• **Reading text**

☆ ☆ ☆ ☆

HTTP Compression - A faster way to improve web site performance - At minimal cost

Thursday, November 6, 2008


HTTP compression

- is a simple way to improve site performance and decrease bandwidth, with no configuration required on the client side.

- is a capability built into both web servers and web browsers, to make better use of available bandwidth.

- HTTP protocol data is compressed before it is sent from the server.

How HTTP Compression Works
When IIS receives a request, it checks whether the browser that sent the request is compression-enabled. (Recent versions of Microsoft® Internet Explorer and most other browsers typically send the following header if they are compression-enabled: Accept-Encoding: gzip, deflate.) IIS then determines whether the request is for a static file or for dynamic content.

If the content of the file is static, IIS checks whether the file has previously been requested and is already stored in a compressed format in the temporary compression directory. If a compressed version of the requested file is not found, IIS sends an uncompressed version of the requested file to the client browser while a background thread compresses the requested file. The newly compressed file is then stored in the compression directory, and subsequent requests for that file are serviced directly from the compression directory. In other words, an uncompressed version of the file is returned to the client unless a compressed version of the file already exists in the compression directory.

If the file contains dynamic content, IIS compresses the response as it is generated and sends the compressed response to the browser. No copy of the file is cached by the Web server.

The performance cost of compressing a static file is modest and is typically incurred only once, because the file is then stored in the temporary compression directory. The cost of compressing dynamically generated files is somewhat higher because the files are not cached and must be regenerated with each request. The cost of expanding the file at the browser is minimal. Compressed files download faster, which makes them particularly beneficial to the performance of any browser that uses a network connection with restricted bandwidth (a modem connection, for example).

☆ ☆ ☆ ☆

Write the next part of the HTTP compression post, picking up right after its final sentence.

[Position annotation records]
☆ ☆ ☆ ☆

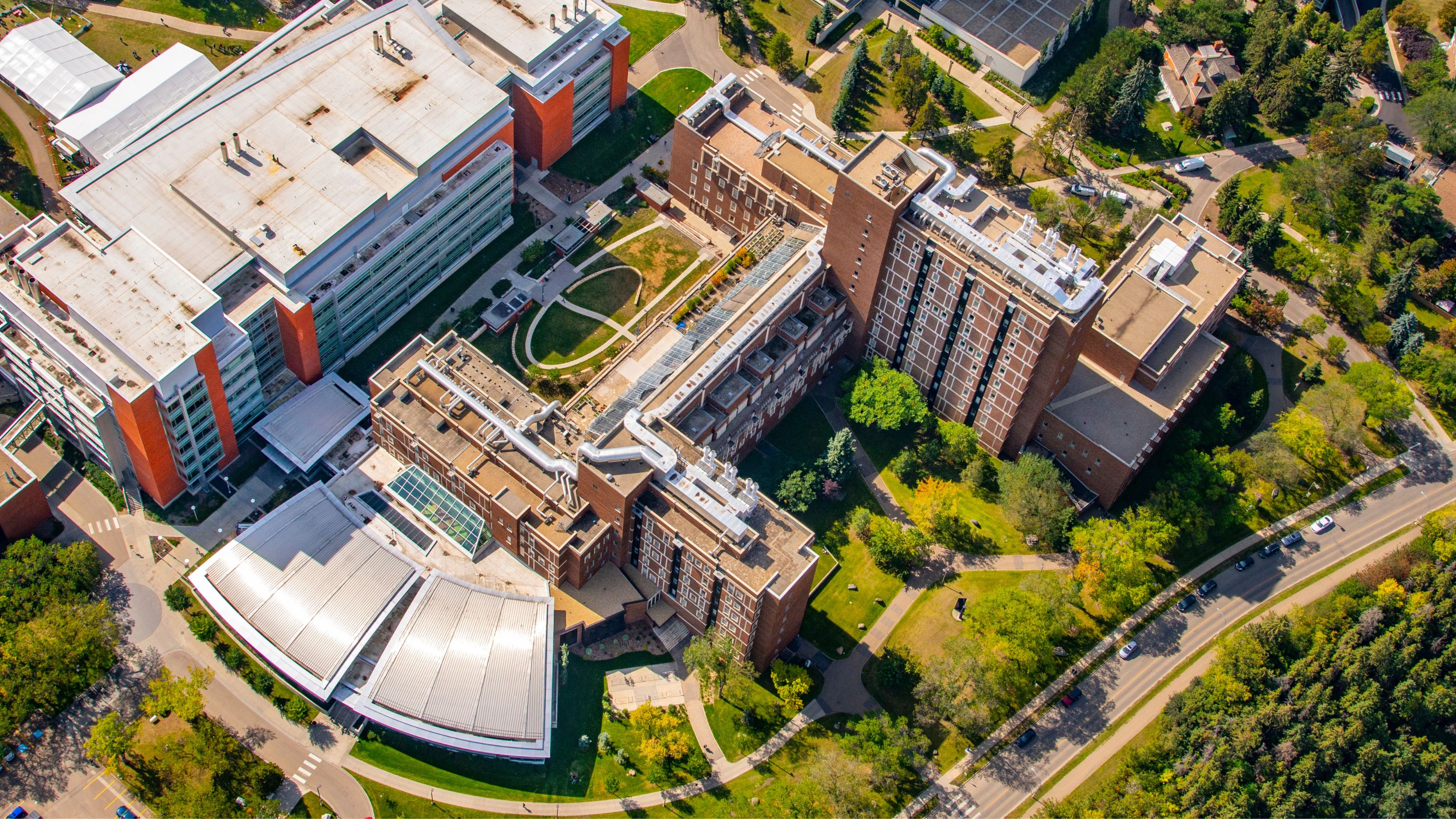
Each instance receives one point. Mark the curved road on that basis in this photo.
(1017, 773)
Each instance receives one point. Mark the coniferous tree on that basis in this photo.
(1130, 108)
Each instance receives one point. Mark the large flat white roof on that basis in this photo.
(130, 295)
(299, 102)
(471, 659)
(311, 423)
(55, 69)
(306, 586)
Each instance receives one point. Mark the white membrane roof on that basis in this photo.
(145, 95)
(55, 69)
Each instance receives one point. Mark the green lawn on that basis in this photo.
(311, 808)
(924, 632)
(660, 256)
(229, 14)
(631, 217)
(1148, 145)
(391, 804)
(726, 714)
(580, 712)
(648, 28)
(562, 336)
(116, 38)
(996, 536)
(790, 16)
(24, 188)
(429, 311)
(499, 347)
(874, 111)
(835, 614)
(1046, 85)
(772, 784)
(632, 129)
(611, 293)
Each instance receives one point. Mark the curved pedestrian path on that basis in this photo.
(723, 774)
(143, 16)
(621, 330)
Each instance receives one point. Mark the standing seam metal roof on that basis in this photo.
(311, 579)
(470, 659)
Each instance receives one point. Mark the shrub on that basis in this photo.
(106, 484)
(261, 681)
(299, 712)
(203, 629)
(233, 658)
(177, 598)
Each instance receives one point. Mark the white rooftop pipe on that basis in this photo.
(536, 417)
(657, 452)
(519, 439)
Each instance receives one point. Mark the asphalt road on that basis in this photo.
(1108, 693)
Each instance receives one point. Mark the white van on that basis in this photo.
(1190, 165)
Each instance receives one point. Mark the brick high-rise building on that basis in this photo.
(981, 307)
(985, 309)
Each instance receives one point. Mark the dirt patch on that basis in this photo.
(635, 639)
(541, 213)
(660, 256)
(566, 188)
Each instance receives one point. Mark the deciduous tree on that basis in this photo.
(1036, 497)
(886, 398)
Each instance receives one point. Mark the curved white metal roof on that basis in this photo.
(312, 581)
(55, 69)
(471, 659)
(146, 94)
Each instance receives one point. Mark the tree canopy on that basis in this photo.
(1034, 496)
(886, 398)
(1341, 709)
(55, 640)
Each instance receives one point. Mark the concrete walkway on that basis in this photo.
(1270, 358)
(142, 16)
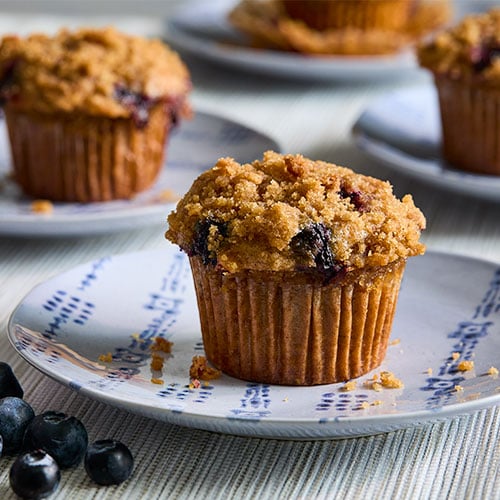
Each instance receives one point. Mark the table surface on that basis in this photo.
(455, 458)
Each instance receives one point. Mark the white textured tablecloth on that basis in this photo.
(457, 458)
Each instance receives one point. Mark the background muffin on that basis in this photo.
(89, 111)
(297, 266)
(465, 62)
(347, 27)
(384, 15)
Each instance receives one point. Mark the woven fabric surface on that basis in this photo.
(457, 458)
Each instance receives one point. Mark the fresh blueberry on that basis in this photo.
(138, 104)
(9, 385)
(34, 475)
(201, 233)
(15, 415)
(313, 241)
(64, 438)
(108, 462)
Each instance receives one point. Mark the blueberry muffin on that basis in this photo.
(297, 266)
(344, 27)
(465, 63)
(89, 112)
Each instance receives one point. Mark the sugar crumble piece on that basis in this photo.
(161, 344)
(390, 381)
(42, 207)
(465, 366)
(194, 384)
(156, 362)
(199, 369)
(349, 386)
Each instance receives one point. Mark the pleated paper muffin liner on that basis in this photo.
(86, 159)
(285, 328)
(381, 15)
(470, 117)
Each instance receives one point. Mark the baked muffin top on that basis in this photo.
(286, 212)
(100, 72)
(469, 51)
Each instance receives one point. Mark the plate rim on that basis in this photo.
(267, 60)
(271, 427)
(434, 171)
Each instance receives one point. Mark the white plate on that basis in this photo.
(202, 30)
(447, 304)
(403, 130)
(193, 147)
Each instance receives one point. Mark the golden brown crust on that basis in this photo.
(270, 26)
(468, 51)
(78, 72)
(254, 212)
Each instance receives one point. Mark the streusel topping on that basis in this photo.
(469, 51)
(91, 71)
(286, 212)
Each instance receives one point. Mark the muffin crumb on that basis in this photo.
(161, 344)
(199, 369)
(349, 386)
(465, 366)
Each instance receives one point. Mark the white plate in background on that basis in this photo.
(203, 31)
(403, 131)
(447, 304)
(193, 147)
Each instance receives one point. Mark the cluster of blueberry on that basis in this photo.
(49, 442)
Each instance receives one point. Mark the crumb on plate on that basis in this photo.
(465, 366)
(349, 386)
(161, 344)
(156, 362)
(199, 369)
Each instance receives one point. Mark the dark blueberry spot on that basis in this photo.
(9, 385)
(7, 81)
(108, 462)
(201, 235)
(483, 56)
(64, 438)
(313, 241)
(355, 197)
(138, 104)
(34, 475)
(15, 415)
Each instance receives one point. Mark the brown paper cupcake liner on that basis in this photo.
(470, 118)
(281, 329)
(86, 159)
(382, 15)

☆ ☆ ☆ ☆

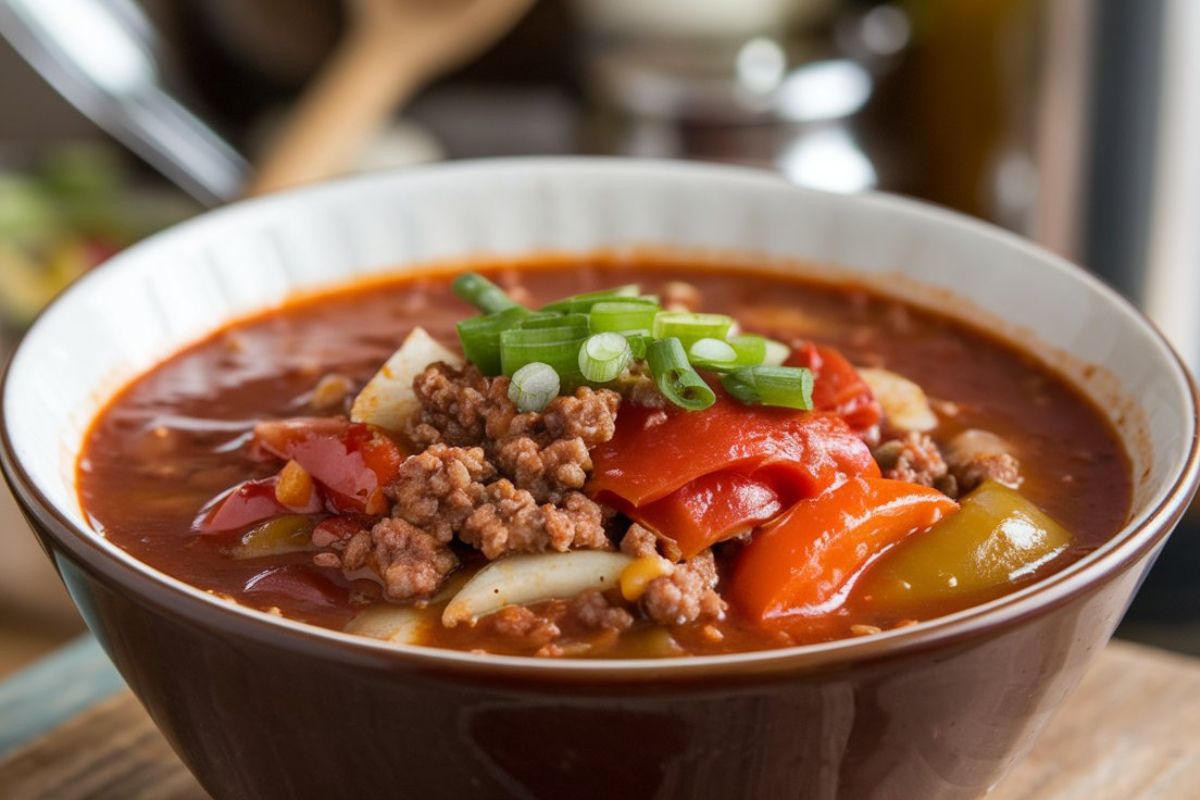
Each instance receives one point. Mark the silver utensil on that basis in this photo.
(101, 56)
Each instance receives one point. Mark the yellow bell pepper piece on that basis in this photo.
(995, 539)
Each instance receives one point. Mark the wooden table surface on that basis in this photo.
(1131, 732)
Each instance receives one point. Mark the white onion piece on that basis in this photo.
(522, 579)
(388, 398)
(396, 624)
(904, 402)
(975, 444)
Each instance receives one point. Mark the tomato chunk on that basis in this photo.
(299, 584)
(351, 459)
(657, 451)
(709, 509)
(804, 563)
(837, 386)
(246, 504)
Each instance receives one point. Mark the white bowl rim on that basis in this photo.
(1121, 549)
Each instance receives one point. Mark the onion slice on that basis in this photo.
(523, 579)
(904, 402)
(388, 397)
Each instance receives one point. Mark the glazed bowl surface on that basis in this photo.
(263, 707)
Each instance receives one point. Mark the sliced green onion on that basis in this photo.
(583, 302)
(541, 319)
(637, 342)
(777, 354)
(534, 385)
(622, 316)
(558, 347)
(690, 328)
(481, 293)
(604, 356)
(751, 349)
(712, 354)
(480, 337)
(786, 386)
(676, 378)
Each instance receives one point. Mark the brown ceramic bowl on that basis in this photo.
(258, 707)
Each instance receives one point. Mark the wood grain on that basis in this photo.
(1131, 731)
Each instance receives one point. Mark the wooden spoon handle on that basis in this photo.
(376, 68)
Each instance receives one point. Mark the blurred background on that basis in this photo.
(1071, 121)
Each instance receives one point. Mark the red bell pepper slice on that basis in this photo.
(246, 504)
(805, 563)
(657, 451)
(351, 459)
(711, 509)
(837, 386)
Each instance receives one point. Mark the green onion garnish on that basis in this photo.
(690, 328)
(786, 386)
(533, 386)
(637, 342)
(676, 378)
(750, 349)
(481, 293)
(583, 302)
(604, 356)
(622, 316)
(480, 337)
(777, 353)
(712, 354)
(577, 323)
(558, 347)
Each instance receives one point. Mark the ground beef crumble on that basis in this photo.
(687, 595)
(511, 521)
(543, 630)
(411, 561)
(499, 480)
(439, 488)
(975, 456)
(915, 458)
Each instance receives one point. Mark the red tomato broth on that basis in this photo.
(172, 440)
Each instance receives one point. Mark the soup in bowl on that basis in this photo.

☆ ☆ ☆ ☆

• **Right answer**
If your Web sites use large amounts of bandwidth or if you want to use bandwidth more effectively, consider enabling HTTP compression, which provides faster transmission times between IIS and compression-enabled browsers regardless of whether your content is served from local storage or a UNC resource. If your network bandwidth is restricted, HTTP compression can be beneficial unless your processor usage is already very high.

IIS provides the following compression options:

• Static files only.

• Dynamic application responses only.

• Both static files and dynamic application responses.

Dynamic processing can affect CPU resources because IIS does not cache compressed versions of dynamic output. If compression is enabled for dynamic responses and IIS receives a request for a file that contains dynamic content, the response that IIS sends is compressed every time it is requested. Because dynamic compression consumes considerable CPU time and memory resources, use it only on servers that have slow network connections but CPU time to spare.

Compressed static responses can be cached and therefore do not affect CPU resources like dynamic responses do.

Compressing application response files is usually called dynamic compression.

Using HTTP Compression for Faster Downloads (IIS 6.0)

Enabling HTTP Compression (IIS 6.0)

Customizing the File Types IIS Compresses (IIS 6.0)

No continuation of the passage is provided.